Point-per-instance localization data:
------------------------------------------------
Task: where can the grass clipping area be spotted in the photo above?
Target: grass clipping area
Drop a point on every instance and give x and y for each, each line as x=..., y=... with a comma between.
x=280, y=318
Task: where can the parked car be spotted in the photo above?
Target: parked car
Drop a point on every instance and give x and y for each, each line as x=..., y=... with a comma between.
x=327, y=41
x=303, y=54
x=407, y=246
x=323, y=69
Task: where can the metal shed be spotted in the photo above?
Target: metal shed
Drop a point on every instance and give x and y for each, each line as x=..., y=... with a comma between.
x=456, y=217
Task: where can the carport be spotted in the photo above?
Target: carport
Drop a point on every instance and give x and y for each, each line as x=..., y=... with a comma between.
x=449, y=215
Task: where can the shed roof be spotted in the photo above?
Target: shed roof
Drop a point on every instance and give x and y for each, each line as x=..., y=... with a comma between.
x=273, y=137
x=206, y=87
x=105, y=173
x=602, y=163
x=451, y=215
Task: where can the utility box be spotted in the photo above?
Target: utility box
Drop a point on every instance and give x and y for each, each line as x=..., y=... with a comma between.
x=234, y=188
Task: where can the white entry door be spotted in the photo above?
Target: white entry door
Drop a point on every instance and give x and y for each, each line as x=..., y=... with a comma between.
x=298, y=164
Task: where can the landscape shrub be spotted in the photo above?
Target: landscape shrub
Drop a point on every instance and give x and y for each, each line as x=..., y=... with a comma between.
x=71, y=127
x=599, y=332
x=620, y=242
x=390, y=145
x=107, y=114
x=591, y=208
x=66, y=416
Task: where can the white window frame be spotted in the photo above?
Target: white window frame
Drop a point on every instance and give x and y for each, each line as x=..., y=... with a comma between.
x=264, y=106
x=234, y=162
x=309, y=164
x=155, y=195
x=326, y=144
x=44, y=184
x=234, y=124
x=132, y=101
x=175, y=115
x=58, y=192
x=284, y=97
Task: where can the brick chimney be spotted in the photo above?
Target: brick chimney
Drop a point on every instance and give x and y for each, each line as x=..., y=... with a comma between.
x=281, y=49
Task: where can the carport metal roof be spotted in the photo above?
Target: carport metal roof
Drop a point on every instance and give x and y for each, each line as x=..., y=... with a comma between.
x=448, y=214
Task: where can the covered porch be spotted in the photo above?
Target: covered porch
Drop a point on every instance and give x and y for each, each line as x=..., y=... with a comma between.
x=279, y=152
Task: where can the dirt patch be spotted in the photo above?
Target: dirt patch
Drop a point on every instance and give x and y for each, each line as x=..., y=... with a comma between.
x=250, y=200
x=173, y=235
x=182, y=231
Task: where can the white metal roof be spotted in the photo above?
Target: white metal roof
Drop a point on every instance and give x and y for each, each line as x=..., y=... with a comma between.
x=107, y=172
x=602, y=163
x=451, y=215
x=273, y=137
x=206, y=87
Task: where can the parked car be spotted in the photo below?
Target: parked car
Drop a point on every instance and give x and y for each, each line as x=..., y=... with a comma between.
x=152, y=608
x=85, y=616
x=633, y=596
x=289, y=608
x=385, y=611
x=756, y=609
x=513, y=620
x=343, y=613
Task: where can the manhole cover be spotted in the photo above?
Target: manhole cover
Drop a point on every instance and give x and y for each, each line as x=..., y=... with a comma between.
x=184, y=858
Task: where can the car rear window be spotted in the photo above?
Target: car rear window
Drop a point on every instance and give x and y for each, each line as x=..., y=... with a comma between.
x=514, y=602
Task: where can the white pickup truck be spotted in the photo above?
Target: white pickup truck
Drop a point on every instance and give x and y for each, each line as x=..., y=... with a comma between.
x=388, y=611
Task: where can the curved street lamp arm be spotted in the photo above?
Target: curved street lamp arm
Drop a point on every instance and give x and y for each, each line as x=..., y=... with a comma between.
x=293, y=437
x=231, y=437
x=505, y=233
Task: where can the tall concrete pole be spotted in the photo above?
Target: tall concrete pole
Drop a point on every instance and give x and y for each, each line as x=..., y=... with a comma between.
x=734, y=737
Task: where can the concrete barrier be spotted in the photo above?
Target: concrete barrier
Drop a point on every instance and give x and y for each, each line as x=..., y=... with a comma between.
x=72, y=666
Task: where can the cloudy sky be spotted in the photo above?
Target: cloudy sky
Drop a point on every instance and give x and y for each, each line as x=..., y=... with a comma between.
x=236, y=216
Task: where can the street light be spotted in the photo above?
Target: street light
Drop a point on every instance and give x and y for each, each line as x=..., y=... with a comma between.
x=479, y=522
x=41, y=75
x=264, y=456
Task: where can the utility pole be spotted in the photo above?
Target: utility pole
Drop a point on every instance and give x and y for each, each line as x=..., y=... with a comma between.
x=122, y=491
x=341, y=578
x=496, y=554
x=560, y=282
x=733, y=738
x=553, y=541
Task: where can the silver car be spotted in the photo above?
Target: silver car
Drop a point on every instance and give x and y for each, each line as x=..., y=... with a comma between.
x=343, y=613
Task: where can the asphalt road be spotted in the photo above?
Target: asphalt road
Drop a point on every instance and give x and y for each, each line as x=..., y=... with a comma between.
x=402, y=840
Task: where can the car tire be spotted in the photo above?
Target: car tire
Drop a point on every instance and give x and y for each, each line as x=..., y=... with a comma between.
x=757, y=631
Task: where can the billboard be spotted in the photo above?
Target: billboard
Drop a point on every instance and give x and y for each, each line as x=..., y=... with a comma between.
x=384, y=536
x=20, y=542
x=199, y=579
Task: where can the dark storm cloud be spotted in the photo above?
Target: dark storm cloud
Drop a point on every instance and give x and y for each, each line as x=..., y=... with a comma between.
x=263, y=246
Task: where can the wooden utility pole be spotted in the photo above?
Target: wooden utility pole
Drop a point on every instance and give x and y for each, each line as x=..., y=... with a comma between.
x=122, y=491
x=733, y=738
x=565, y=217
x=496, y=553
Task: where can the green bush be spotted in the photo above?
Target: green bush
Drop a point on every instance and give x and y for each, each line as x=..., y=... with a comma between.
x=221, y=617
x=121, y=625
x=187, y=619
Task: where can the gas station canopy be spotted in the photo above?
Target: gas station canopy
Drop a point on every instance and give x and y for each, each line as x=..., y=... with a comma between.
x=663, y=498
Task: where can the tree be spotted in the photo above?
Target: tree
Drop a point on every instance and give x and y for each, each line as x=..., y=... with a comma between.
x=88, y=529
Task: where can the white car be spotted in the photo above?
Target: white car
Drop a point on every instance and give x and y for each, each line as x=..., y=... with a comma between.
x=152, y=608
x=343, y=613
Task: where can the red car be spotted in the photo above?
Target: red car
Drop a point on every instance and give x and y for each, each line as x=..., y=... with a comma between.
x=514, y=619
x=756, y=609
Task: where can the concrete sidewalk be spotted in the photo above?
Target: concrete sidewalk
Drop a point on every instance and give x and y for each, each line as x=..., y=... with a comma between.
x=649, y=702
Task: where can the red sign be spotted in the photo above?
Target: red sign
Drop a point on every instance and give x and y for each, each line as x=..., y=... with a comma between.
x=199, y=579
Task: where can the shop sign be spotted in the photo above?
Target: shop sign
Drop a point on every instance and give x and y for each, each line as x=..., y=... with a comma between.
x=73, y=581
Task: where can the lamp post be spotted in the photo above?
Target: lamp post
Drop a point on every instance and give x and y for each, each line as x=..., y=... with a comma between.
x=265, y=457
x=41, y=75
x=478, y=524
------------------------------------------------
#### Directions for this task:
Gather all lines of the records that include the word "shrub".

#### Task result:
Task: where can the landscape shrub be spotted in the photo above?
Target: landscape shrub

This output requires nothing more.